[Document segment]
** START **

In Fact it doesn't even matters if I try to use s3n or s3a, error is
the same (strange!)

2015-07-22 12:19 GMT+02:00 Thomas Demoor <thomas.dem...@hgst.com>:
> You need to get the hadoop-aws.jar from hadoop-tools (use hadoop 2.7+) - you 
> can get the source and build with mvn or get it from prebuilt hadoop 
> distro's. Then when you run your spark job add --jars path/to/thejar
>
> ________________________________________
> From: Schmirr Wurst <schmirrwu...@gmail.com>
> Sent: Wednesday, July 22, 2015 12:06 PM
> To: Thomas Demoor
> Subject: Re: use S3-Compatible Storage with spark
>
> Hi Thomas, thanks, could you just tell me what exaclty I need to do ?
> I'm not familiar with java programming
> - where do I get the jar from, do  I need to compile it with mvn ?
> - where should I update the classpath and how ?
>
>
>
> 2015-07-22 11:55 GMT+02:00 Thomas Demoor <thomas.dem...@hgst.com>:
>> The classes are not found. Is the jar on your classpath?
>>
>> Take care: there are multiple s3 connectors in hadoop: the legacy s3n, based 
>> on a 3d party S3 lib Jets3t, and the recent (functional since hadoop 2.7)  
>> s3a based on the Amazon SDK. Make sure you stick to one: so use fs.s3a 
>> endpoint and url s3a://bucket/object or fs.s3n.endpoint and 
>> s3n://bucket/object. I recommend s3a but I'm biased :P
>>
>> Regards,
>> Thomas
>>
>> ________________________________________
>> From: Schmirr Wurst <schmirrwu...@gmail.com>
>> Sent: Tuesday, July 21, 2015 11:59 AM
>> To: Akhil Das
>> Cc: user@spark.apache.org
>> Subject: Re: use S3-Compatible Storage with spark
>>
>> Which version do you have ?
>>
>> - I tried with spark 1.4.1 for hdp 2.6, but here I had an issue that
>> the aws-module is not there somehow:
>> java.io.IOException: No FileSystem for scheme: s3n
>> the same for s3a :
>> java.lang.RuntimeException: java.lang.ClassNotFoundException: Class
>> org.apache.hadoop.fs.s3a.S3AFileSystem not found
>>
>> - On Spark 1.4.1 for hdp 2.4 , the module is there, and works out of
>> the box for S3n (but for the endpoint)

** END **

[Records]
** START **

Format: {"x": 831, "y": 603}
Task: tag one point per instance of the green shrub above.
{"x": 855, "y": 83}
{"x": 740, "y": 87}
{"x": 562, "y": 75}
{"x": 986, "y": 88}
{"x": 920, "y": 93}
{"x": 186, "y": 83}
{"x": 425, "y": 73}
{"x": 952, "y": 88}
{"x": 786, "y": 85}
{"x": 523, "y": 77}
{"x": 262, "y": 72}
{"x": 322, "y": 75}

** END **

[Problem set]
**A.** In the Spark S3 thread, rewrite the paragraph that begins "Take care: there are multiple s3 connectors" as a short bulleted list that keeps its main facts.
**B.** From the Spark S3 thread, copy the passage between "2015-07-22 12:19 GMT+02:00" and "it with mvn ?", inclusive.

[The replies]
**A.**
- Hadoop has more than one S3 connector.
- s3n is the legacy connector and is based on Jets3t, a third-party S3 library.
- s3a is the recent connector. It is based on the Amazon SDK and has been functional since Hadoop 2.7.
- Use only one connector. Either pair the fs.s3a endpoint with s3a://bucket/object URLs, or pair fs.s3n.endpoint with s3n://bucket/object URLs.
- The writer recommends s3a and admits to being biased.

**B.**
2015-07-22 12:19 GMT+02:00 Thomas Demoor <thomas.dem...@hgst.com>:
> You need to get the hadoop-aws.jar from hadoop-tools (use hadoop 2.7+) - you 
> can get the source and build with mvn or get it from prebuilt hadoop 
> distro's. Then when you run your spark job add --jars path/to/thejar
>
> ________________________________________
> From: Schmirr Wurst <schmirrwu...@gmail.com>
> Sent: Wednesday, July 22, 2015 12:06 PM
> To: Thomas Demoor
> Subject: Re: use S3-Compatible Storage with spark
>
> Hi Thomas, thanks, could you just tell me what exaclty I need to do ?
> I'm not familiar with java programming
> - where do I get the jar from, do  I need to compile it with mvn ?